Agile Data Warehousing with Exadata and OBIEE: Puzzle Pieces

December 28th, 2011 by

In the previous post, I laid the groundwork for describing Extreme BI: a combination of Exadata and OBIEE delivered with an Agile spirit. I discussed that the usual approach to Agile data warehousing is not Agile at all due to the violation of it’s main principle: working software delivered iteratively.

If you haven’t already deduced from my first post — or if you haven’t already seen me speak on this topic — what I am recommending is bypassing, either temporarily or permanently, the inhibitors specific to data warehousing projects which limit our ability to deliver working software quickly. Specifically, I’m recommending that we wait to build and populate physical star schemas until a later phase, if at all. Remember the two reasons that we build dimensional models: model simplicity and performance. With our Extreme BI solution, we have tools to counter both of those reasons. We have OBIEE 11g, with a rich metadata layer that presents our underlying data model, even if it is transactional, as a star schema to the end user. This removes our dependency on a simplistic physical model to provide a simplistic logical model to end users. We also have Exadata, which delivers world-class performance against any type of model, and can bridge the performance gap afforded by star schemas. With these tools at our disposal, we can postpone the long process of building dimensional models, at least for the first few iterations. This is the only way to get working software in front of the end user in a single iteration, and, as I will argue, this is the best way to collaborate with an end user and deliver the content they are expecting.

Of the puzzle pieces we need to deliver this model, the first is the Oracle Next-Generation Reference DW Architecture (we need an acronym for that), which Mark has already written about in-depth here. As you browse through this post, pay special attention to his formulation of the foundation layer, which is the most important layer for delivering Extreme BI.

Oracle Next-Generation Reference DW Architecture

Foundation Layer

This is our “process-neutral” layer, which means simply that it isn’t imbued with requirements about what users want and how they want it. Instead, the foundation layer has one job and one job only: tracking what happened in our source systems. Typically, the foundation layer logical model looks identical to the source systems, except that we have a few additional metadata columns on each record such as commit timestamps and Oracle Database system change numbers (SCN’s). There are other, more complex solutions for modeling the foundation layer when the 3NF from the source system or systems is not sufficient, such as data vault. Our foundation layer is generally “insert-only”, meaning we track all history so that we are insulated from changing user requirements in the near and distant futures.

Supplied information.
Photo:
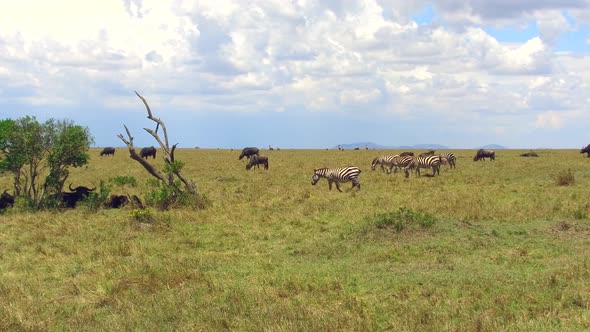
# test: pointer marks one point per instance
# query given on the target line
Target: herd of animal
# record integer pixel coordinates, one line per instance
(405, 161)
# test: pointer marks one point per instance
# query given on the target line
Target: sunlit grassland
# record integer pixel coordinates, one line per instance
(510, 249)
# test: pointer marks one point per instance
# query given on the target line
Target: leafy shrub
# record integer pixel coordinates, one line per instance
(98, 198)
(164, 197)
(143, 216)
(123, 180)
(402, 219)
(565, 178)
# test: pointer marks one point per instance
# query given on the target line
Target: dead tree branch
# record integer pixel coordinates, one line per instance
(167, 152)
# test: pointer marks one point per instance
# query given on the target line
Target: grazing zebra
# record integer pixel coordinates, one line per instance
(448, 158)
(427, 153)
(423, 162)
(384, 161)
(338, 175)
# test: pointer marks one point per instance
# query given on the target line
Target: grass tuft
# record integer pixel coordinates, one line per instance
(402, 219)
(565, 178)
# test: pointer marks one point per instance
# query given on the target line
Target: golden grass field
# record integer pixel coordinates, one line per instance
(509, 249)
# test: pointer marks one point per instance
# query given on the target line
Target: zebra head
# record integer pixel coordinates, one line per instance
(374, 163)
(316, 177)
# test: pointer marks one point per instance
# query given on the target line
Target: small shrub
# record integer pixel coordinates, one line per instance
(402, 219)
(145, 216)
(164, 197)
(99, 198)
(123, 180)
(565, 178)
(580, 214)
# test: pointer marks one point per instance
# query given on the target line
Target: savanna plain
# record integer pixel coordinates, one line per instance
(488, 246)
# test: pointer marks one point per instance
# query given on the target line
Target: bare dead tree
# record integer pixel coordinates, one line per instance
(168, 152)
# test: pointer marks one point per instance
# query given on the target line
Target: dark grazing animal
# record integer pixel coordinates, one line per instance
(257, 160)
(483, 154)
(427, 153)
(72, 198)
(118, 201)
(448, 158)
(416, 163)
(249, 152)
(529, 154)
(107, 151)
(6, 200)
(148, 151)
(338, 175)
(384, 161)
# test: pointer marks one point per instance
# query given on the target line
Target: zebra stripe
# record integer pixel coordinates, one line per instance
(423, 162)
(450, 158)
(338, 175)
(384, 161)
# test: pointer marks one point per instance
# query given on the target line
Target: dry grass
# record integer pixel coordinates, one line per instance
(508, 250)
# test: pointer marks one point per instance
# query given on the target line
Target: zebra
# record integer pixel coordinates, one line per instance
(402, 161)
(423, 162)
(384, 161)
(448, 158)
(338, 175)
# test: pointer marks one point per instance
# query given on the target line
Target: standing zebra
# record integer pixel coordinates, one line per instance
(384, 161)
(423, 162)
(450, 158)
(338, 175)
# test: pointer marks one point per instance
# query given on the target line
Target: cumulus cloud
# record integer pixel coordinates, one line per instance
(351, 56)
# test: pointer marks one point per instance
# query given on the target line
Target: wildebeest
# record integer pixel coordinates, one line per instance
(483, 154)
(117, 201)
(257, 160)
(249, 152)
(72, 198)
(6, 200)
(529, 154)
(427, 153)
(107, 151)
(148, 151)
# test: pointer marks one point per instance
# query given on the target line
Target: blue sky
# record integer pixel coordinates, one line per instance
(304, 74)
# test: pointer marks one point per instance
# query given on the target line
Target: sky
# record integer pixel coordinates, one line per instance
(303, 73)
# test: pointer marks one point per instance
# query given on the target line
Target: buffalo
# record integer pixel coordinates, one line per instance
(148, 151)
(427, 153)
(249, 152)
(107, 151)
(257, 161)
(483, 154)
(6, 200)
(118, 201)
(71, 199)
(529, 154)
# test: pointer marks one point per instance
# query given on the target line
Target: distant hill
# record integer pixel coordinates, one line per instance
(493, 147)
(372, 145)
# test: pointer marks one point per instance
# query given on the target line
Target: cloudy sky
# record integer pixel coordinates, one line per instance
(304, 73)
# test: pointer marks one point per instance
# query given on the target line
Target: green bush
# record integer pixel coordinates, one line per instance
(123, 180)
(565, 178)
(164, 197)
(402, 219)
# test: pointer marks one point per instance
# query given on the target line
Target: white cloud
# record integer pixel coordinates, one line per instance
(310, 55)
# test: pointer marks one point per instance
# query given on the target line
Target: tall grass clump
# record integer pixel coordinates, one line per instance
(123, 180)
(402, 219)
(565, 178)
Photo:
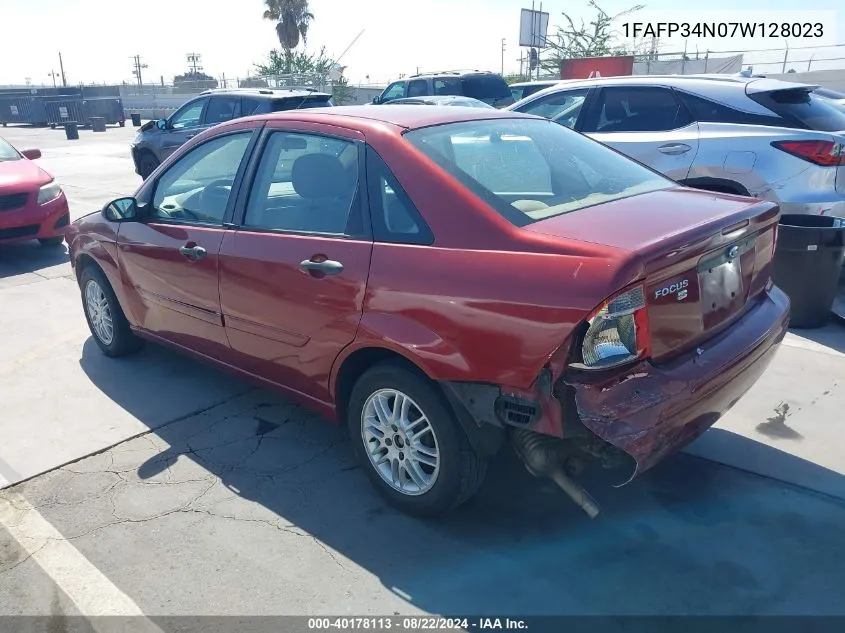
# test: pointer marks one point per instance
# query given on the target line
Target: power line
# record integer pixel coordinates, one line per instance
(194, 60)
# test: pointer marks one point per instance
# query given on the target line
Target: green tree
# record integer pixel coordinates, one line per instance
(317, 69)
(292, 18)
(594, 39)
(286, 62)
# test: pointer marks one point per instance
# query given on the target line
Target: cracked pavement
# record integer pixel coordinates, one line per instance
(189, 492)
(256, 507)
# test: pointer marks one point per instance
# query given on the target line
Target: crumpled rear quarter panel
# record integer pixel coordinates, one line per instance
(651, 411)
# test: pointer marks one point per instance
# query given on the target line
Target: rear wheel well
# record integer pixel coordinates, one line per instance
(719, 185)
(356, 364)
(82, 262)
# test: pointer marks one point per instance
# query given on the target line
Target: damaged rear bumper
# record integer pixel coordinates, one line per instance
(650, 411)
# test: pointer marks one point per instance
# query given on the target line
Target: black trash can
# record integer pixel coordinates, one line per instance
(808, 261)
(71, 131)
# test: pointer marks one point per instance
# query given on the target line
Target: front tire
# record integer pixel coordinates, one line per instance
(409, 442)
(106, 321)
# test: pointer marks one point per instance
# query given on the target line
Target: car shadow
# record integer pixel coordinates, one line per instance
(18, 258)
(832, 335)
(689, 537)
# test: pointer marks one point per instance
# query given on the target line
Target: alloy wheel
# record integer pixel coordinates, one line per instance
(400, 442)
(99, 312)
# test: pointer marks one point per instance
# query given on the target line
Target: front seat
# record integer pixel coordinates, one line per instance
(326, 189)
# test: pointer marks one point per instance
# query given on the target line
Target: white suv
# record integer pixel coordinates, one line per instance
(760, 137)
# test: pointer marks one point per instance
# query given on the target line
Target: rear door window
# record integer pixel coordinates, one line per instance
(189, 116)
(251, 105)
(800, 107)
(705, 110)
(447, 86)
(640, 109)
(417, 88)
(394, 91)
(561, 107)
(485, 87)
(300, 103)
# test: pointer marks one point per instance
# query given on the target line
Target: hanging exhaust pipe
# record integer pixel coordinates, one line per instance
(539, 453)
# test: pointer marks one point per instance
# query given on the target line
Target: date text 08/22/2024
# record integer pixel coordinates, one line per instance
(416, 623)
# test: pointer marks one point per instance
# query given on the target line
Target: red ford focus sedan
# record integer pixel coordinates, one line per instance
(32, 204)
(444, 280)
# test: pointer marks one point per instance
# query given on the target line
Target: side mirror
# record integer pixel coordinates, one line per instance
(121, 210)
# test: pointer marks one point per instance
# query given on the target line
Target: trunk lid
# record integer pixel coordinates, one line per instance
(703, 256)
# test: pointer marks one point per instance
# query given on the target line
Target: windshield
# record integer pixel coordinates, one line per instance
(7, 152)
(301, 103)
(529, 170)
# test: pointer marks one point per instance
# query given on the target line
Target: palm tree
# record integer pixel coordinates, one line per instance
(292, 19)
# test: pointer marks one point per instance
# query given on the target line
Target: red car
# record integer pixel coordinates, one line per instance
(441, 279)
(32, 204)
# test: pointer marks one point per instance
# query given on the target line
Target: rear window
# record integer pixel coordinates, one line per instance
(485, 87)
(529, 170)
(803, 108)
(299, 103)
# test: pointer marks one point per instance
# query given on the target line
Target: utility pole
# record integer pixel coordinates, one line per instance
(138, 67)
(194, 60)
(62, 68)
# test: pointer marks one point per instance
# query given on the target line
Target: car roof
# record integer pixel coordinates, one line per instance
(405, 116)
(452, 73)
(761, 84)
(537, 82)
(435, 99)
(267, 93)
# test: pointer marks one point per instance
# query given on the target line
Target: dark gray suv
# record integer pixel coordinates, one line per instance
(488, 87)
(156, 140)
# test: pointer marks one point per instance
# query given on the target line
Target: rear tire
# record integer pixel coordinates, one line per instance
(105, 317)
(147, 165)
(422, 462)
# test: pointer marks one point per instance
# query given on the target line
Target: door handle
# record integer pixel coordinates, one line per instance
(193, 253)
(327, 267)
(674, 148)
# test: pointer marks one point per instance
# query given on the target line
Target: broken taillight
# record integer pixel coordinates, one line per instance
(824, 153)
(617, 331)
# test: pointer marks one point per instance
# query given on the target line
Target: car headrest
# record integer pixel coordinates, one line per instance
(614, 111)
(319, 176)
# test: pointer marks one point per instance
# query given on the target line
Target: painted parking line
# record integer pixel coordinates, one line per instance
(85, 585)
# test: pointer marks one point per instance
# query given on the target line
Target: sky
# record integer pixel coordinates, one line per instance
(97, 38)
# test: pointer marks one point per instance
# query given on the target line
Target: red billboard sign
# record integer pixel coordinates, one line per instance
(587, 67)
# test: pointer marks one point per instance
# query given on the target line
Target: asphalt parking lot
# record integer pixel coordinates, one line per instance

Required work.
(a) Using the data warehousing post, answer these questions:
(i) What two reasons does the post give for building dimensional models?
(ii) Which layer does the post call the most important for delivering Extreme BI?
(iii) What additional metadata columns does the foundation layer typically have on each record?
(b) Return, word for word, the part of the data warehousing post from "This is our" to "and distant futures.".
The entries come from a source other than the data warehousing post.

Responses in order.
(a)
(i) Model simplicity and performance.
(ii) The foundation layer.
(iii) Commit timestamps and Oracle Database system change numbers (SCN's).

(b)
This is our “process-neutral” layer, which means simply that it isn’t imbued with requirements about what users want and how they want it. Instead, the foundation layer has one job and one job only: tracking what happened in our source systems. Typically, the foundation layer logical model looks identical to the source systems, except that we have a few additional metadata columns on each record such as commit timestamps and Oracle Database system change numbers (SCN’s). There are other, more complex solutions for modeling the foundation layer when the 3NF from the source system or systems is not sufficient, such as data vault. Our foundation layer is generally “insert-only”, meaning we track all history so that we are insulated from changing user requirements in the near and distant futures.